Vitamin D levels during pregnancy predict kids'
bone health
Mothers who take extra vitamin D while pregnant could be protecting their children
from osteoporosis later in life.
A study appearing in the Jan. 7 issue of The Lancet reports that children born to
mothers with insufficient vitamin D during pregnancy had weaker bones when they
were 9 years old.
"It's not the holy grail, but it's another piece of information that suggests that
events beginning from gestation influence ultimate bone health and bone strength,"
said Dr. Stephen Honig, director of the Osteoporosis Center at the Hospital for
Joint Diseases in New York City. "This is easily correctable, and seems to be something
that comes at no particular cost, either economic or from an adverse-effect standpoint."
"It's very interesting and very suggestive," added Dr. Loren Wissner Greene, a clinical
associate professor of medicine at New York University School of Medicine and co-director
of the Bone Density Unit at New York University.
Many people show a vitamin D deficiency, and this includes otherwise healthy women
during pregnancy.
Vitamin D is required for optimal calcium absorption, which is critical to bone
growth. The main source of vitamin D is sunlight, and most people don't get enough
of that.
"There has been a recognition that a lot of people in the United States are vitamin
D-deficient in these days of sunscreen," Greene said.
At the same time, accumulating evidence suggests that environmental factors early
in life can influence a person's chance of developing osteoporosis. For instance,
birth weight can predict bone mass later on, while poor intrauterine and childhood
growth are associated with double the risk of hip fracture 60 years later. A mother's
build, nutrition, smoking and physical activity level during pregnancy can also
influence bone mass of the baby at birth.
No one has yet looked at a relationship between the mother's vitamin D status during
pregnancy and skeletal growth of their children. The authors of this study hypothesized
that maternal vitamin D insufficiency during pregnancy had a long-lasting effect
on childhood bone mass.

» **DATA**
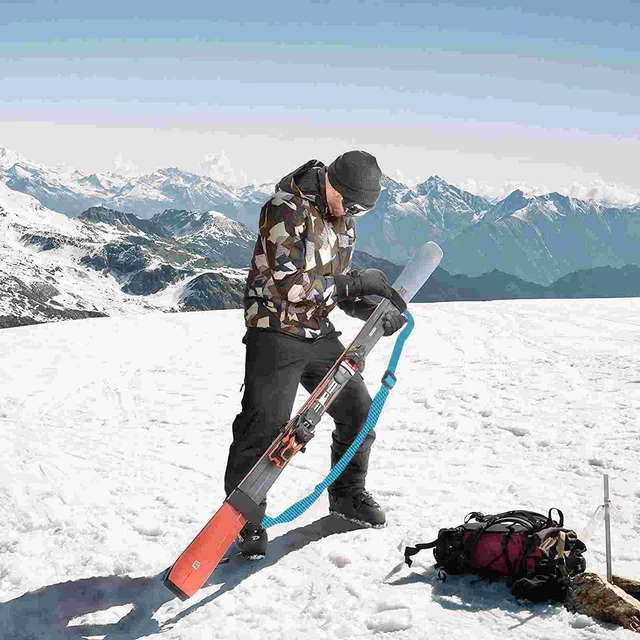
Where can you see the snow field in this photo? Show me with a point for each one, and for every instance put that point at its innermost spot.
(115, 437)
==
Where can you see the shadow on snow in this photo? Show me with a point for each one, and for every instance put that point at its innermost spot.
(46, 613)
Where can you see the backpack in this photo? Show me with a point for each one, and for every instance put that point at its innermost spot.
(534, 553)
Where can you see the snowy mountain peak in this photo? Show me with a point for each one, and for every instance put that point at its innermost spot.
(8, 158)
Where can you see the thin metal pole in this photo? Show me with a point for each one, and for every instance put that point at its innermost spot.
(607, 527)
...
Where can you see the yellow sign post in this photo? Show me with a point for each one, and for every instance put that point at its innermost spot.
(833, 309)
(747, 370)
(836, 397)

» **AIM OF THE TASK**
From the article on prenatal vitamin D and children's bone health, write out the passage starting with "At the same" and going on through "baby at birth.". The listing has no connection to the article on prenatal vitamin D and children's bone health.

» **WRITTEN REPLY**
At the same time, accumulating evidence suggests that environmental factors early
in life can influence a person's chance of developing osteoporosis. For instance,
birth weight can predict bone mass later on, while poor intrauterine and childhood
growth are associated with double the risk of hip fracture 60 years later. A mother's
build, nutrition, smoking and physical activity level during pregnancy can also
influence bone mass of the baby at birth.